[start]
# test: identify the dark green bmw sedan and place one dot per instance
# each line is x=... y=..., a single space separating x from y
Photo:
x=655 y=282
[end]
[start]
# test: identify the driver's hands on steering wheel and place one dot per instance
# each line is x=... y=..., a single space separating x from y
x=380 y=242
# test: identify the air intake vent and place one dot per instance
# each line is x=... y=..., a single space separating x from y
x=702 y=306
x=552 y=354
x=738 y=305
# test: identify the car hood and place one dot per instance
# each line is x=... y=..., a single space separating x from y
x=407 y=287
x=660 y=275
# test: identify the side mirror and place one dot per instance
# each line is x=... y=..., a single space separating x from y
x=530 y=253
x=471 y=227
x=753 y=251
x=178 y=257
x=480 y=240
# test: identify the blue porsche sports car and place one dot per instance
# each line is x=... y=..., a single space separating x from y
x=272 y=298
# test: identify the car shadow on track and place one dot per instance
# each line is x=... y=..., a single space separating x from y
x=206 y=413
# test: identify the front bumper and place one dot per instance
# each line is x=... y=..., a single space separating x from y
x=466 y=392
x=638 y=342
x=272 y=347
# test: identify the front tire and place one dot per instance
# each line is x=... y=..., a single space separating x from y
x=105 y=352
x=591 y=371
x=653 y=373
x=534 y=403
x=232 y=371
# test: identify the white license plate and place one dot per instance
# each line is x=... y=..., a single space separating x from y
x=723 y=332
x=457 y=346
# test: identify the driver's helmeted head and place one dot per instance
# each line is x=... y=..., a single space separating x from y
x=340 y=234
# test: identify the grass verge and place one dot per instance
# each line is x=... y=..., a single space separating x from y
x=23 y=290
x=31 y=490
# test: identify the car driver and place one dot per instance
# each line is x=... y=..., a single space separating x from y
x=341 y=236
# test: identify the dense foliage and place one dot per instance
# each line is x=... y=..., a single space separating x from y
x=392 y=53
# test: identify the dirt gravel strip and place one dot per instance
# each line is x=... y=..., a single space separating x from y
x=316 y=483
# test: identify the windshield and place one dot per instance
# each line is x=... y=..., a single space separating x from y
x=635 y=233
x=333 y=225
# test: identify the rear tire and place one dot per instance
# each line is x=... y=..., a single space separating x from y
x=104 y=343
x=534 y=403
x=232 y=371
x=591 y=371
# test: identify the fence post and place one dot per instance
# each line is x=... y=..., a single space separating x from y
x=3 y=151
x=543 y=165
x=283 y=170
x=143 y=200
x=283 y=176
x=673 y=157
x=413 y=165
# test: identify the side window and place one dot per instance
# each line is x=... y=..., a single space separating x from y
[end]
Problem details: Count how many lines in the data above contain the string "tire". Reply with the number alone.

Output of the task: 2